++++ Passage provided ++++

# wade boots?



## bigfisher12 (Aug 16, 2012)

So im fairly new to the wade fishing world and was wondering if wade boots and ray guards are really something thats needed to fish the flats around port a and aransas?
Any advise would be great!!


----------



## GoneSouth (Jun 4, 2010)

*Yes on Wade Boots and Guards*

I was floundering this last weekend from my boat in Matagorda. I counted close to 100 sting rays in a couple of miles. So I wear them and recommend them. I do put a pair of crew socks on to keep them from rubbing my feet.


----------



## bragwell (Apr 15, 2010)

Everlast ray guards are a must.


----------



## BBBGP (Dec 11, 2012)

Yes. Everlast and slide your feet. I and pretty dang good at sliding my feet but just like everyone else......I still step in holes.


----------



## sjlara (May 13, 2007)

Simms 


Sent from my iPhone using Tapatalk


----------



## bigfisher12 (Aug 16, 2012)

Thanks for the replies. Guess I will be going shopping


----------



## txoutdrsman (Jun 1, 2011)

*ray guard vs regular...*

I have both the ray guard flats boots and the regular flats boots made by everlast... I never wear the ray guards unless I have waders on because they are too heavy and annoying, they also run big so if you get them I would get a size smaller. If you want full protection and your legs to be jacked by the end of summer get the ray guard boots with the shin protectors (pretty heavy though)... I don't see the point in buying the ray guards that are ankle high.. Just extra weight and useless imo. Always shuffle your feet and you'll be good.


----------



## dhrmx (Jul 27, 2013)

i just use simms; light waders, shuffle and take my time.
no problems.


----------

++++

§ Exercise directions
Reproduce the forum thread about wade boots and ray guards in full, word for word.

++++ Data entries ++++

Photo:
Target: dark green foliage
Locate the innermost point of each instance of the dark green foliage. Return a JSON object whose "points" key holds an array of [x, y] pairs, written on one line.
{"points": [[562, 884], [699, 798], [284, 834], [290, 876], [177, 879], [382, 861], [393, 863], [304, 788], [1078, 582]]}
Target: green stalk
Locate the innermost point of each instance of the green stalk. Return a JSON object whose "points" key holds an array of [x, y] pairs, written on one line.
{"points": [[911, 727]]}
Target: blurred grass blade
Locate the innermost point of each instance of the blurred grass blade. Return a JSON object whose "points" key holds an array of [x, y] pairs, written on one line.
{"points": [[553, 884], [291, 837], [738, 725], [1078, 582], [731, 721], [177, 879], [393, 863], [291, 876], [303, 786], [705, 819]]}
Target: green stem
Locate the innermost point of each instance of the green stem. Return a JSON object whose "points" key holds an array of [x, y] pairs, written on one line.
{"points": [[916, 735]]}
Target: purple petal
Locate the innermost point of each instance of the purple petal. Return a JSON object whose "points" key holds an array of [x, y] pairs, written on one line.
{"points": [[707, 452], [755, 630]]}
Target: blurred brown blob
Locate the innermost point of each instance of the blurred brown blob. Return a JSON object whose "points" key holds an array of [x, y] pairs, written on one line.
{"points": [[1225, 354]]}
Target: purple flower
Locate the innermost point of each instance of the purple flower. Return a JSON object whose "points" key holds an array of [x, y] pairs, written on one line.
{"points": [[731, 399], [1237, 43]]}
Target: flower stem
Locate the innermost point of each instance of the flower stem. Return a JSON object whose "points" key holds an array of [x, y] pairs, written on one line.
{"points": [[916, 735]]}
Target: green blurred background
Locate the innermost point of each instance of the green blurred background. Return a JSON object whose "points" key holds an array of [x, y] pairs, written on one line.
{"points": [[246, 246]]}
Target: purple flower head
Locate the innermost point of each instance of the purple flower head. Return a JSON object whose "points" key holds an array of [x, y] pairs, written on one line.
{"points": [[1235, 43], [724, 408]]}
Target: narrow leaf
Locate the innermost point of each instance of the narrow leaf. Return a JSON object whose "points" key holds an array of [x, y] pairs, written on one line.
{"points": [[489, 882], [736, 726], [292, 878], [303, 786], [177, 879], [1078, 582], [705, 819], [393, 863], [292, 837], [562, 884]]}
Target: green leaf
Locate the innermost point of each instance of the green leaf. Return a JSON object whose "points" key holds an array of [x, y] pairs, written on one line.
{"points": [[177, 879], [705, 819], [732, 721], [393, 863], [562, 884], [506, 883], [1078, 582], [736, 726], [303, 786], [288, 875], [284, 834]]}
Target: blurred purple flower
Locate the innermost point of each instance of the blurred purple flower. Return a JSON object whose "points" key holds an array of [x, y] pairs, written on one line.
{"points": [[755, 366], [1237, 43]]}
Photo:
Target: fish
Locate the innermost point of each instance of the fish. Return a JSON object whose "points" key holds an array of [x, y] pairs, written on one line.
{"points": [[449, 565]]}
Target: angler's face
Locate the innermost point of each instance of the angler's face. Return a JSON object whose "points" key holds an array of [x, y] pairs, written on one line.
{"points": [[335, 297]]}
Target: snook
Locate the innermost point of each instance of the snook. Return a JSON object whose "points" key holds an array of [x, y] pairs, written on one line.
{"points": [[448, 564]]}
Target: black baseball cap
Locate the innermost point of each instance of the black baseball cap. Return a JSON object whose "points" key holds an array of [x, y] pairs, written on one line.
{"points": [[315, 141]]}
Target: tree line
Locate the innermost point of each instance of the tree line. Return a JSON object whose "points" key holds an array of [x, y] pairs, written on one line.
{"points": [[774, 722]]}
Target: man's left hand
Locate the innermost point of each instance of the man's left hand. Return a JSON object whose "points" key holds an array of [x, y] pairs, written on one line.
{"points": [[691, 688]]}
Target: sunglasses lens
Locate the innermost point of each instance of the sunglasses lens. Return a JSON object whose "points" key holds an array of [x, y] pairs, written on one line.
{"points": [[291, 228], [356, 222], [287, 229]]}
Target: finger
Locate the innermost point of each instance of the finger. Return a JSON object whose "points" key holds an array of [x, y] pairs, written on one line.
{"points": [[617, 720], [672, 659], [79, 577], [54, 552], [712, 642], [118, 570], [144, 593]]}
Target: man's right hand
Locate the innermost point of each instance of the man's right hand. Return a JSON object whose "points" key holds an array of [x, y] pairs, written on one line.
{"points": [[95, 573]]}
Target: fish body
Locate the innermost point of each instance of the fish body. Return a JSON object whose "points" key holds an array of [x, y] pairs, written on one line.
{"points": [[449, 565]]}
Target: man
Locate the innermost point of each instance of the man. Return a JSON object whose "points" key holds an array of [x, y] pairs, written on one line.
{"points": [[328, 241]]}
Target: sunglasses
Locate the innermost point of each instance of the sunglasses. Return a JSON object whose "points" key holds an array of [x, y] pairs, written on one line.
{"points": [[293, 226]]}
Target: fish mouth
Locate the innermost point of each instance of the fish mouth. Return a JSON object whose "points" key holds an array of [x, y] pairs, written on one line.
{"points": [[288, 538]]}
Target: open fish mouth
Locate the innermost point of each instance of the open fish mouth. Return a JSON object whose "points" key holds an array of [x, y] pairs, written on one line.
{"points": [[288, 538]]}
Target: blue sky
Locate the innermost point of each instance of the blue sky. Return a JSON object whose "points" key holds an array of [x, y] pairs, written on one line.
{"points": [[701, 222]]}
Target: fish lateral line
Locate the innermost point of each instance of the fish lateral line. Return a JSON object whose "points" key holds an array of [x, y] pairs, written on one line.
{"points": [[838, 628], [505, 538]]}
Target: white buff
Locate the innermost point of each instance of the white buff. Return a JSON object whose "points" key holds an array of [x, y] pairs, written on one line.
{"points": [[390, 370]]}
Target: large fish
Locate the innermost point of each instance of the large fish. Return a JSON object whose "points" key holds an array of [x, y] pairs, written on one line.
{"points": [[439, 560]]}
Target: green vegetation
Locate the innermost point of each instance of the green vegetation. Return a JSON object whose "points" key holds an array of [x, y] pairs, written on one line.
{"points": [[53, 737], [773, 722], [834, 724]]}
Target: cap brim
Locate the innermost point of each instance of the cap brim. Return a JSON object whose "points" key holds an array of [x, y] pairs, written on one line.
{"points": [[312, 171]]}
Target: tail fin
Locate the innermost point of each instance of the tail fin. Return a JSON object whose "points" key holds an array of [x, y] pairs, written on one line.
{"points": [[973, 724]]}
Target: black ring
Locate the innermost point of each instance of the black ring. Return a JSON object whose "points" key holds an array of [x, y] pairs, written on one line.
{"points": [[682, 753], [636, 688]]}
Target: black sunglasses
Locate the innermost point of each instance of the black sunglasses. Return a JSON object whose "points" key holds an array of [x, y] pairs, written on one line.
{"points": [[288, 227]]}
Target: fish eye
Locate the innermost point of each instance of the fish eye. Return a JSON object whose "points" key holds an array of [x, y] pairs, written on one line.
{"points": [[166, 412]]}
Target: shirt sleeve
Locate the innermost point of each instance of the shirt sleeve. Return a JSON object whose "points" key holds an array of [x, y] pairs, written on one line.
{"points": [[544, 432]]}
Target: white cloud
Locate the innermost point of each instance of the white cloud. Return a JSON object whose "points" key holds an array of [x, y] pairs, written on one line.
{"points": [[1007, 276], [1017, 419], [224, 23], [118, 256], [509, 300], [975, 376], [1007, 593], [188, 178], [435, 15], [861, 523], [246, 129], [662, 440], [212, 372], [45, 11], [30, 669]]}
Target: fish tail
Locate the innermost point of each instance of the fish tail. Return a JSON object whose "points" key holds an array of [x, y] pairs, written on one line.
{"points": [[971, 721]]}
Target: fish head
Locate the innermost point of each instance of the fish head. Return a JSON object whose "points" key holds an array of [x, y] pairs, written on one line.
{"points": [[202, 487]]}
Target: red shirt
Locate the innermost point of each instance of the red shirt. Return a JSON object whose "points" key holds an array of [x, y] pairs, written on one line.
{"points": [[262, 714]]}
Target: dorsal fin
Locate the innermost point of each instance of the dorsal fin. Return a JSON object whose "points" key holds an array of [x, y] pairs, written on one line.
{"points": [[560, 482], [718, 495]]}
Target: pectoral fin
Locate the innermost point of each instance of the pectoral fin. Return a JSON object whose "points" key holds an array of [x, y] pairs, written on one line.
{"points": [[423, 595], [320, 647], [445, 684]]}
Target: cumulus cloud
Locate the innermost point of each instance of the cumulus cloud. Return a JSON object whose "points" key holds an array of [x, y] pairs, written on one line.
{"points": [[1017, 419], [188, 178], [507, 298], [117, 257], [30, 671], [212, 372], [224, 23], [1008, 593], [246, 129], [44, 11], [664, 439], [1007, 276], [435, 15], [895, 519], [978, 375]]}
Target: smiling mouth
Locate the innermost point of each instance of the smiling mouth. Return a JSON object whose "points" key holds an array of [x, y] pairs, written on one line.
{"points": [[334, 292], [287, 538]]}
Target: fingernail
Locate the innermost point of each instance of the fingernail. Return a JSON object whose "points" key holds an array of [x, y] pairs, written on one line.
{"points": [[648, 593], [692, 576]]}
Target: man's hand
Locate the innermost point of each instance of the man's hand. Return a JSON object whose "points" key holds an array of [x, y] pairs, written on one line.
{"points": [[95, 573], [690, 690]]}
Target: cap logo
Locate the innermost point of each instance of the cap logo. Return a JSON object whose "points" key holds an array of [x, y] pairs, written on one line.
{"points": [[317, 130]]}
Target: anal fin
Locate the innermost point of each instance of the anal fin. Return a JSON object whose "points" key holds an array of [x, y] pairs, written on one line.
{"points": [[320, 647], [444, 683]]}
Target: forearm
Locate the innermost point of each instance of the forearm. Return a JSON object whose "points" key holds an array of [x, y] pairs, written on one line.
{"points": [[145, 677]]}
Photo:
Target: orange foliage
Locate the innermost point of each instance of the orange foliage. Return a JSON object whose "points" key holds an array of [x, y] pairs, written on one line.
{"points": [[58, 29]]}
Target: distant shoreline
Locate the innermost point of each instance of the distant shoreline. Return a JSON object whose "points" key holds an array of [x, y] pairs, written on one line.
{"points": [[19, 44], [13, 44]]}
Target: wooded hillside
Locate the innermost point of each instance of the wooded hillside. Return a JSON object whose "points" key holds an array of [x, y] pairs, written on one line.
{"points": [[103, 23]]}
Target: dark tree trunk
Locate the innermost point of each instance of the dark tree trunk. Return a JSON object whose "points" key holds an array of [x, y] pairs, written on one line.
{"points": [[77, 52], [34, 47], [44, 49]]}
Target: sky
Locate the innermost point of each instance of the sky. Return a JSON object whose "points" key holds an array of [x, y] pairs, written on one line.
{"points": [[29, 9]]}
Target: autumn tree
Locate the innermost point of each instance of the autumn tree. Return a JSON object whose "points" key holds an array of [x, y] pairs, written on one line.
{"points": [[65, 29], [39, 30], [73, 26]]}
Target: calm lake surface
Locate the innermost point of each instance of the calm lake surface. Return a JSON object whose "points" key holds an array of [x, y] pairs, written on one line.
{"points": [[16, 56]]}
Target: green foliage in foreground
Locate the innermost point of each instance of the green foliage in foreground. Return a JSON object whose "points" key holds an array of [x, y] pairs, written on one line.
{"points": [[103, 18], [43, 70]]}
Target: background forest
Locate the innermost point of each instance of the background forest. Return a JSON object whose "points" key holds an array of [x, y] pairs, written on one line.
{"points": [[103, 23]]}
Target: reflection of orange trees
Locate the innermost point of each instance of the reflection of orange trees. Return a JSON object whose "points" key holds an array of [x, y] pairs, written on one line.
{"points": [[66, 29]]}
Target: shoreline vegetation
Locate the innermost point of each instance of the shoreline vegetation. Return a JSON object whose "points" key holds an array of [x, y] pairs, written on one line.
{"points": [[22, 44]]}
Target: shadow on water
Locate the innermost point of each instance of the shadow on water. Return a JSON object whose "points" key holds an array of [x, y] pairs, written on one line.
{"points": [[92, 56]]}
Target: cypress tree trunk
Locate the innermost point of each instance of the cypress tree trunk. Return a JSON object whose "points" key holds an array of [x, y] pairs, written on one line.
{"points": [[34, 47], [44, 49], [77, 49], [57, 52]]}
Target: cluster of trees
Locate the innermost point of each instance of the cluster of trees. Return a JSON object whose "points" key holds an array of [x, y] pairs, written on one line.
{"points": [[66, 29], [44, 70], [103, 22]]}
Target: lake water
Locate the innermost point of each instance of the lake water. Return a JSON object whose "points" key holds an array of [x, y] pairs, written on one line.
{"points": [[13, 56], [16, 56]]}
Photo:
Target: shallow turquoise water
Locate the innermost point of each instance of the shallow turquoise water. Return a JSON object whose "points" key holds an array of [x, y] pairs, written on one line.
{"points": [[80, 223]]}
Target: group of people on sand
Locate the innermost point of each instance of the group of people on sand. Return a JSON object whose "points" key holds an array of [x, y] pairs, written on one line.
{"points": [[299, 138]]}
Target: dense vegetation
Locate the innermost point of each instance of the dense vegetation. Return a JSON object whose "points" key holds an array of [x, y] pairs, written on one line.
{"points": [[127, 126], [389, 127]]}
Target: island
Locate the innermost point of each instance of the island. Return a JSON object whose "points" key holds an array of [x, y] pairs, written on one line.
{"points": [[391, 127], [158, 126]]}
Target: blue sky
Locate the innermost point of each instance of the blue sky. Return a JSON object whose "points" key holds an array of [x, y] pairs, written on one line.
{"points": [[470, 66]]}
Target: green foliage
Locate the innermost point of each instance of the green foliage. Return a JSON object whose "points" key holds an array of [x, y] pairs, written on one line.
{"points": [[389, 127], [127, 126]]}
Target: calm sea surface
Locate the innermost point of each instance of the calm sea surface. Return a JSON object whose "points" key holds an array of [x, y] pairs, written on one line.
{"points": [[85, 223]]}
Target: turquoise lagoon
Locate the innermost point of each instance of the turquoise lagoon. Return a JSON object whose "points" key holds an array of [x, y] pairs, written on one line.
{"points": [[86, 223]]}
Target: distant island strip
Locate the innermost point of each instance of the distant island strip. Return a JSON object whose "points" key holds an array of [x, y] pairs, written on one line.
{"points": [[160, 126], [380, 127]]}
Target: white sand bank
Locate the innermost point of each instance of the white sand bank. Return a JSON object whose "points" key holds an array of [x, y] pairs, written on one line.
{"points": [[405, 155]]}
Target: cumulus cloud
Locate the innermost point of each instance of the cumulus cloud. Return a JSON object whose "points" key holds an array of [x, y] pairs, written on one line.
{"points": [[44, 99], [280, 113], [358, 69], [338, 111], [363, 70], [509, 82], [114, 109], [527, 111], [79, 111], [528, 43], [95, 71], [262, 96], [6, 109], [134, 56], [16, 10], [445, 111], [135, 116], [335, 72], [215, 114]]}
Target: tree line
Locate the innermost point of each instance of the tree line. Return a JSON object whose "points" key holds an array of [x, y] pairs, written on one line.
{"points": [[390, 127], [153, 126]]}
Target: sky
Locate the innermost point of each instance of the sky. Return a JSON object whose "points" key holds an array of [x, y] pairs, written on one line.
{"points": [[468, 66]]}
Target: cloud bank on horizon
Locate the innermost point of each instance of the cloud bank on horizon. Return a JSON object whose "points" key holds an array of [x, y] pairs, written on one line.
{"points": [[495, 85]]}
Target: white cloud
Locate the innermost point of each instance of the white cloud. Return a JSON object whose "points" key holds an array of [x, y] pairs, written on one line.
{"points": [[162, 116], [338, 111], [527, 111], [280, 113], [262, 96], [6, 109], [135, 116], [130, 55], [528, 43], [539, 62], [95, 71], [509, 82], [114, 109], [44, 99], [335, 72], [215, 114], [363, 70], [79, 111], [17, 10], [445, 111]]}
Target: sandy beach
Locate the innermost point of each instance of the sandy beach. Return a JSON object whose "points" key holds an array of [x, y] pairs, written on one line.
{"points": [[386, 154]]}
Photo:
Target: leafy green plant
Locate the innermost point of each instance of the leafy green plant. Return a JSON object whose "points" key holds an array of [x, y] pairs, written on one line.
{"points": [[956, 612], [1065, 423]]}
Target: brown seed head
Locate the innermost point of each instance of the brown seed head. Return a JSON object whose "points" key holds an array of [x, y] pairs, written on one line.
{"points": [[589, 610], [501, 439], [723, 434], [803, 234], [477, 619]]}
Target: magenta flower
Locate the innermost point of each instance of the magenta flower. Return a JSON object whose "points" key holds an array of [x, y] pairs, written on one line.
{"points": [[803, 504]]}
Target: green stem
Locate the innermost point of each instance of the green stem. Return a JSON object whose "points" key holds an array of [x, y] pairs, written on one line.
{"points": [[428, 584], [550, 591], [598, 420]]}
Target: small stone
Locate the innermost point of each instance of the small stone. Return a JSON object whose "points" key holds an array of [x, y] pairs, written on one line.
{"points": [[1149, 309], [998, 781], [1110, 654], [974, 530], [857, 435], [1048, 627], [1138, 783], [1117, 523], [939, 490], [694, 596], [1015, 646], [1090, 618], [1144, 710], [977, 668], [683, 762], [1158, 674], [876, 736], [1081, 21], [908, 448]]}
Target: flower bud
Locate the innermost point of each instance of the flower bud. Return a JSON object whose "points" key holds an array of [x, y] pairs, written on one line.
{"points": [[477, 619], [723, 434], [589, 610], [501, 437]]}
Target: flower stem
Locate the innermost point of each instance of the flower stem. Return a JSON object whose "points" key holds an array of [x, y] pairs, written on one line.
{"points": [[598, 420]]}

++++

§ Exercise response
# wade boots?



## bigfisher12 (Aug 16, 2012)

So im fairly new to the wade fishing world and was wondering if wade boots and ray guards are really something thats needed to fish the flats around port a and aransas?
Any advise would be great!!


----------



## GoneSouth (Jun 4, 2010)

*Yes on Wade Boots and Guards*

I was floundering this last weekend from my boat in Matagorda. I counted close to 100 sting rays in a couple of miles. So I wear them and recommend them. I do put a pair of crew socks on to keep them from rubbing my feet.


----------



## bragwell (Apr 15, 2010)

Everlast ray guards are a must.


----------



## BBBGP (Dec 11, 2012)

Yes. Everlast and slide your feet. I and pretty dang good at sliding my feet but just like everyone else......I still step in holes.


----------



## sjlara (May 13, 2007)

Simms 


Sent from my iPhone using Tapatalk


----------



## bigfisher12 (Aug 16, 2012)

Thanks for the replies. Guess I will be going shopping


----------



## txoutdrsman (Jun 1, 2011)

*ray guard vs regular...*

I have both the ray guard flats boots and the regular flats boots made by everlast... I never wear the ray guards unless I have waders on because they are too heavy and annoying, they also run big so if you get them I would get a size smaller. If you want full protection and your legs to be jacked by the end of summer get the ray guard boots with the shin protectors (pretty heavy though)... I don't see the point in buying the ray guards that are ankle high.. Just extra weight and useless imo. Always shuffle your feet and you'll be good.


----------



## dhrmx (Jul 27, 2013)

i just use simms; light waders, shuffle and take my time.
no problems.


----------